Passage provided:
◆ ◆ ◆

I’ve started thinking about all the books I want to read this summer. For me, fall/winter is prime try-something-new time, but the major event of summer is the re-reading. Among others, I’ll be revisiting Sunshine by Robin McKinley, which I’ve read about six or seven times since I picked it up by chance three years ago.
Sunshine was an instant favorite, and remains one of my most beloved books. I recommend it like crazy, I’ve illuminated my copy (which is taped together because I and my numerous lendees wore the cover right off), I stalk Robin McKinley’s blog hoping she’ll talk about it (though the blog is pretty awesome even when she’s not talking about Sunshine or her other amazing works), I wrote a song about it. I am obsessed with this book.
It is the story of Rae, whom everyone calls Sunshine, a baker who has convinced herself she is normal. When coincidence leaves her trapped with a vampire, shackled to the wall in an abandoned mansion, a forgotten talent may hold the key to her survival — as well as his. With Buffy-esque sarcasm and witty asides, Sunshine shows us what she can do, and the dark consequences she didn’t expect.

◆ ◆ ◆

Data section:
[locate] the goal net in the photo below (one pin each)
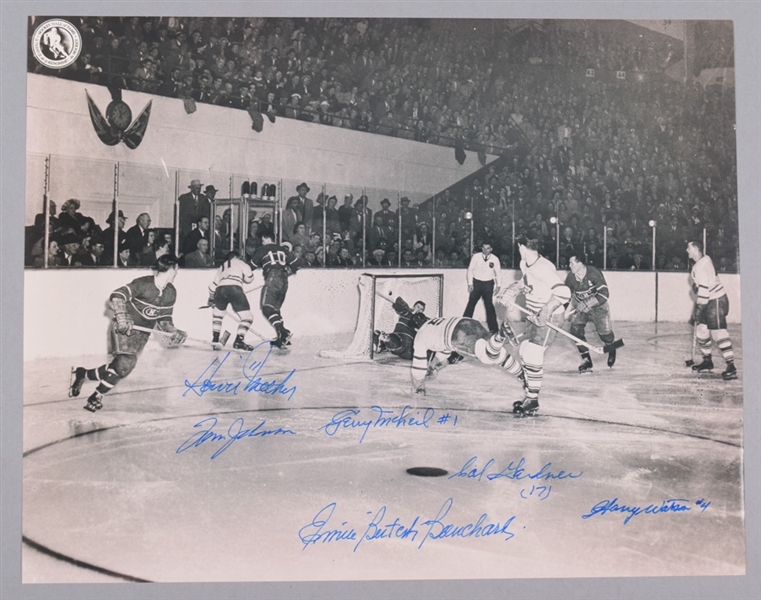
(376, 297)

◆ ◆ ◆

Problems and tasks:
• A. Using the passage about the novel Sunshine, say whether each statement agrees with it. Answer yes or no and quote the words that decide it.
(i) The writer first picked up Sunshine by chance three years ago.
(ii) The writer's copy of the book still has its original cover intact.
(iii) For the writer, summer is mainly a time for trying new books.
• B. Answer these questions from the passage about the novel Sunshine.
(i) Who wrote Sunshine?
(ii) Besides illuminating a copy, what did the writer create about the book?
(iii) Where is Rae shackled to the wall?

Written responses:
• A.
(i) Yes: "I picked it up by chance three years ago."
(ii) No: "which is taped together because I and my numerous lendees wore the cover right off"
(iii) No: "For me, fall/winter is prime try-something-new time, but the major event of summer is the re-reading."

• B.
(i) Robin McKinley
(ii) A song
(iii) In an abandoned mansion